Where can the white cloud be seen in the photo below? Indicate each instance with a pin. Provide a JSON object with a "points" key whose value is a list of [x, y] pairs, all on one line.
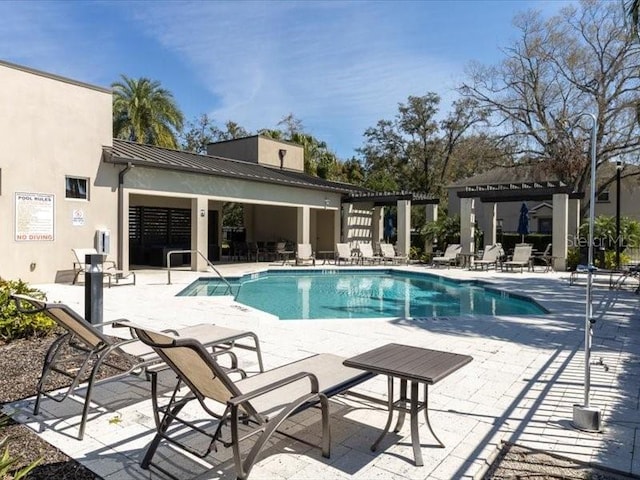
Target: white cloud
{"points": [[337, 66]]}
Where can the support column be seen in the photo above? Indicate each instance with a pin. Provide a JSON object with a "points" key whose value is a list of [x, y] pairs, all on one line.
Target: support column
{"points": [[490, 213], [559, 237], [467, 225], [123, 246], [247, 221], [574, 218], [403, 244], [346, 222], [431, 215], [377, 225], [304, 224], [199, 232], [336, 227]]}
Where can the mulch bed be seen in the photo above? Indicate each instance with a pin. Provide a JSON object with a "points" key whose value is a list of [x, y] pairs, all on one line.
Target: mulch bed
{"points": [[21, 364]]}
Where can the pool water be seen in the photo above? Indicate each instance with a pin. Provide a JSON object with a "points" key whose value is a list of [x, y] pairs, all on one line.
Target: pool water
{"points": [[364, 294]]}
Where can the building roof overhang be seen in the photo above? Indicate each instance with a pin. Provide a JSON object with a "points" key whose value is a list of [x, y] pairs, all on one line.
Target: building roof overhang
{"points": [[136, 154]]}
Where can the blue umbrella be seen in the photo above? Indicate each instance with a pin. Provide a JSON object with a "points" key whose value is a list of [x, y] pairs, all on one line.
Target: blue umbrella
{"points": [[523, 221]]}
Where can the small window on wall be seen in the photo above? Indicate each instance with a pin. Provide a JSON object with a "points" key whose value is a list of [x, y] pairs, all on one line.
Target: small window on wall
{"points": [[603, 197], [77, 188]]}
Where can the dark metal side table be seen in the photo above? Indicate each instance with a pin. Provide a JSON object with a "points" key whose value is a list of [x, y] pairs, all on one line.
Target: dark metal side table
{"points": [[409, 364]]}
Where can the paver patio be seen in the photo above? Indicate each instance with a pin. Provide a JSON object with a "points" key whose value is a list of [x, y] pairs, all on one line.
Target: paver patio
{"points": [[526, 375]]}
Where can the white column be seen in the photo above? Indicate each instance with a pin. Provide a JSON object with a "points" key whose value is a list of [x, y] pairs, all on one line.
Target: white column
{"points": [[467, 224], [199, 232], [404, 227], [559, 237], [346, 222], [377, 224], [431, 215], [304, 224], [490, 214], [336, 227], [247, 220], [124, 235], [574, 217]]}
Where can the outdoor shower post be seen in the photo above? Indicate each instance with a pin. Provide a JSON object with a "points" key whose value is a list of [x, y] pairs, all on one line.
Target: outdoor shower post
{"points": [[93, 289]]}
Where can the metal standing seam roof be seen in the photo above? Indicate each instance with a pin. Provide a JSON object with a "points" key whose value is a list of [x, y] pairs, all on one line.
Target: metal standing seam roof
{"points": [[138, 154]]}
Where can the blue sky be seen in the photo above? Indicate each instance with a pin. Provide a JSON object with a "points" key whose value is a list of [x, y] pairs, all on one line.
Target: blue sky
{"points": [[337, 66]]}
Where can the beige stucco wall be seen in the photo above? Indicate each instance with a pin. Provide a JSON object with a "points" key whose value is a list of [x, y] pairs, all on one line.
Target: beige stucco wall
{"points": [[52, 127]]}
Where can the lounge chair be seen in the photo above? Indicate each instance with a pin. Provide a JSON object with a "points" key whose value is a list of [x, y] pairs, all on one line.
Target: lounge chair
{"points": [[450, 256], [521, 258], [367, 255], [304, 254], [91, 348], [389, 254], [109, 270], [490, 257], [264, 400], [343, 253]]}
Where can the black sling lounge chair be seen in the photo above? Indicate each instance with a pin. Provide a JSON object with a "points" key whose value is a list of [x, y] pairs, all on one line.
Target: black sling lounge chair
{"points": [[91, 349], [264, 400]]}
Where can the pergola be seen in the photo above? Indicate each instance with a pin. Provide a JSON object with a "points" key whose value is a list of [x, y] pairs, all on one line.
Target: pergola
{"points": [[403, 201], [556, 191]]}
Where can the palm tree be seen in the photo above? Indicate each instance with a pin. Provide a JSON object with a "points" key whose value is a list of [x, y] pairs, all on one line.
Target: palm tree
{"points": [[145, 112]]}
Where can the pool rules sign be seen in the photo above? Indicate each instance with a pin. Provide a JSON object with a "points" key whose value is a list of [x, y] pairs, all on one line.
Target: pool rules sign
{"points": [[35, 217]]}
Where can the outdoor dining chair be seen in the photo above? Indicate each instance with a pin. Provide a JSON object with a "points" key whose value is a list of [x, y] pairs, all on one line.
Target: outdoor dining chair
{"points": [[389, 254], [90, 349], [490, 257], [258, 404], [521, 258], [450, 256]]}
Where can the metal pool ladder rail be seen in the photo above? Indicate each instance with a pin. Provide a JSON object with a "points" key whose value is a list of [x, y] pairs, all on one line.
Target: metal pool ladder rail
{"points": [[205, 259]]}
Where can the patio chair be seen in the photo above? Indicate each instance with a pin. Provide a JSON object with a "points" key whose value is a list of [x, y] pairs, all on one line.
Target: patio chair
{"points": [[389, 254], [521, 258], [304, 254], [490, 257], [109, 270], [263, 401], [450, 256], [90, 349], [367, 255], [343, 253]]}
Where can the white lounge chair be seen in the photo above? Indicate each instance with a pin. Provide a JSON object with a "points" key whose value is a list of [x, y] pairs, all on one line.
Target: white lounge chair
{"points": [[389, 254], [304, 254], [109, 270], [490, 257], [367, 255], [521, 258], [343, 253], [450, 256]]}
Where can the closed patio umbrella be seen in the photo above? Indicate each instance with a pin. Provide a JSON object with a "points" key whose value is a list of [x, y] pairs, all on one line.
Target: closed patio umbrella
{"points": [[523, 221]]}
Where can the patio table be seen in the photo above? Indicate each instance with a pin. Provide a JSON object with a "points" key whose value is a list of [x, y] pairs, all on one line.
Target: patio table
{"points": [[410, 364]]}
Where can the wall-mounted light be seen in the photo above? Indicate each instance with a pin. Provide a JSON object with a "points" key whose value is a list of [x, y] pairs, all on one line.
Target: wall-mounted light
{"points": [[281, 154]]}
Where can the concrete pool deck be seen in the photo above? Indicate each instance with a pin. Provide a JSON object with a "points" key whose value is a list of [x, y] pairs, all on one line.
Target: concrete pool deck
{"points": [[526, 375]]}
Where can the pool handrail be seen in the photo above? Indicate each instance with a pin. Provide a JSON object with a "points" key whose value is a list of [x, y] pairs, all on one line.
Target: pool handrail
{"points": [[205, 259]]}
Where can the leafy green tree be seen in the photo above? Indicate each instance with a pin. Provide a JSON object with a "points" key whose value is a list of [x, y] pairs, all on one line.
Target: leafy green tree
{"points": [[584, 60], [416, 152], [145, 112]]}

§ §

» **What is being asked**
Your task is to return every entry exactly as it was written, with the pictures removed.

» **Output for this exercise**
Where can the white cloud be seen in the photo below? Indicate each instance with a pin. Provide a JSON object with a "points" key whose value is a list of [x, y] pairs, all on one line.
Target: white cloud
{"points": [[337, 66]]}
Where can the support column be seen in the photo above? Indicate each instance with a pin. Provide a JSON object with a "points" key whose value is a list of [x, y] pairs, all on one line.
Target: support column
{"points": [[490, 213], [559, 237], [467, 225], [123, 246], [247, 221], [574, 218], [403, 244], [346, 222], [431, 215], [377, 225], [304, 224], [199, 232], [336, 227]]}
Where can the mulch bed be seen in the photo above? Indicate each instance with a pin. Provide a JSON object with a "points" key whose value is a list of [x, y] pairs, all on one line.
Target: mulch bed
{"points": [[21, 364]]}
Where can the pool water be seen in the photo above? Indicate each instance with a pin. Provide a JSON object with a "points" key whose value is a list of [x, y] pairs, all on one line.
Target: pool water
{"points": [[364, 294]]}
Where can the building roof overhang be seen in the photo above? Indicate each instance with a pin. Provide a JSON object with a "points" key whose value is a list of [x, y] pairs, all on one line.
Target: building roof overhang
{"points": [[136, 154]]}
Where can the blue umbrella be seen in the photo above? Indicate each instance with a pin. Provide a JSON object with a "points" key whose value is a list of [x, y] pairs, all on one line.
Target: blue umbrella
{"points": [[523, 221]]}
Where can the small window on wall be seen in the photo above? Indicate each instance with a pin. Provide a JSON object with a "points" key whose value is a list of [x, y] pairs, all on one line.
Target: small window on wall
{"points": [[603, 197], [77, 188]]}
Where can the dark metal side table be seen in the photo above? Indicate each instance with a pin. Provide a JSON object with a "points" key whose value is a list of [x, y] pairs, all on one line.
Target: dark metal side table
{"points": [[409, 364]]}
Where can the paver patio be seen in the photo above? Indicate each instance with a pin. Provide a JSON object with a "points" key whose value is a list of [x, y] pairs, all on one line.
Target: paver patio
{"points": [[526, 375]]}
Where can the white column be seen in the photo above? Indicate each instance with a pin. Provide a JSON object with a "points" key whose value is a list of [x, y] pairs, all on one line.
Target: white column
{"points": [[467, 224], [199, 232], [404, 227], [559, 237], [346, 222], [377, 224], [431, 215], [304, 224], [490, 214], [336, 227], [247, 220], [124, 235], [574, 217]]}
Where can the outdoor shower post be seen in the photo above? Indicate each instance with a pin. Provide a JSON object with a "points" key whose value is a list of [x, y] pairs, all on one line.
Target: outdoor shower post
{"points": [[93, 289]]}
Where can the metal standing seam roof be seen in the photo above? Indicate each instance with a pin. Provide a JSON object with a "points" key whose value is a list of [x, y] pairs, all on one line.
Target: metal standing seam roof
{"points": [[138, 154]]}
Where can the blue sky be seen in the photo above? Indicate each instance with a pin. Provide a JSON object with a "points" key whose value is a list of [x, y] pairs, all on one line.
Target: blue sky
{"points": [[337, 66]]}
Where can the beige stucco wall be seen in the photo above? Indicate each instance with a pin. Provide a JSON object with a "points" key whose value is a list of [x, y] pairs, all on one line.
Target: beige stucco wall
{"points": [[52, 127]]}
Where can the lounge chair be seen in the photo above? Indicate each instance with a pin. Provide a JSON object with a "points" key whose value is a list of [x, y] pairs, all on one line.
Target: lounge chair
{"points": [[450, 256], [521, 258], [367, 255], [304, 254], [91, 348], [389, 254], [109, 270], [490, 257], [264, 400], [343, 253]]}
Where can the black sling lounge chair be seen in the photo above? Indicate each instance with a pin. Provide a JSON object with a "points" key whose value is a list of [x, y] pairs, all on one line.
Target: black sling lounge chair
{"points": [[91, 349], [264, 400]]}
Where can the pergola be seen in the photo above? Indicate each instance with a pin. Provide a JSON object with a "points" key whose value is a list of [x, y] pairs, all on one line.
Target: pergola
{"points": [[403, 201], [556, 191]]}
Where can the palm tree be seen in the photo above? Indicate each instance with a pin. Provide a JSON object with a "points" key whose value is a list of [x, y] pairs, all on one line.
Target: palm tree
{"points": [[145, 112]]}
Where can the pool rules sign be seen in the photo above? Indicate each instance with a pin. Provide a JSON object with a "points" key whose value is a list of [x, y] pairs, all on one line.
Target: pool rules sign
{"points": [[35, 217]]}
Where can the outdoor dining chair be seen in the photo above? Indicate each instance with a pin. Provide a JSON object with a "points" key whose value is a list of [x, y] pairs, all on one line.
Target: outdoor dining chair
{"points": [[389, 254], [90, 349], [490, 257], [258, 404], [521, 258], [450, 256]]}
Where can the metal pool ladder rail be seen in the photo above? Indicate each instance with a pin. Provide a JSON object with a "points" key whose value is a list of [x, y] pairs, all on one line.
Target: metal pool ladder rail
{"points": [[205, 259]]}
Where can the patio chair be seen in the photo above? Indicate each instance with a pin. Provide a JSON object with a "points" key whose value is a list of [x, y] pairs, all on one line.
Target: patio chair
{"points": [[389, 254], [521, 258], [304, 254], [490, 257], [109, 270], [263, 401], [450, 256], [90, 349], [367, 255], [343, 253]]}
Where can the white lounge chair be seen in the photo above? Indicate each instance with a pin. Provide a JSON object with a "points" key whose value is a list of [x, y] pairs, all on one line.
Target: white lounge chair
{"points": [[389, 254], [304, 254], [109, 270], [490, 257], [367, 255], [521, 258], [343, 253], [450, 256]]}
Where can the closed patio umbrella be seen in the photo above? Indicate each instance with a pin. Provide a JSON object with a "points" key whose value is a list of [x, y] pairs, all on one line.
Target: closed patio umbrella
{"points": [[523, 221]]}
Where can the patio table be seen in the photo above? Indicate each instance with a pin. Provide a JSON object with a "points" key whose value is a list of [x, y] pairs, all on one line.
Target: patio table
{"points": [[410, 364]]}
Where can the wall-mounted light be seen in the photo above? Indicate each instance with a pin. Provide a JSON object with a "points" key whose value is a list of [x, y] pairs, all on one line.
Target: wall-mounted light
{"points": [[281, 154]]}
Where can the concrete pool deck be seen in the photo above? Indicate each instance with a pin. Provide a JSON object with a "points" key whose value is a list of [x, y] pairs, all on one line.
Target: concrete pool deck
{"points": [[526, 375]]}
Where can the pool handrail be seen in the photo above? Indicate each instance with a pin. Provide a JSON object with a "points" key whose value is a list of [x, y] pairs, all on one line.
Target: pool handrail
{"points": [[205, 259]]}
Where can the leafy green tree be seen in the photo above? Indicate each instance with a pin. Provide a JSON object with a "points" key whose value is a list of [x, y] pairs, all on one line.
Target: leafy green tree
{"points": [[584, 60], [416, 152], [145, 112]]}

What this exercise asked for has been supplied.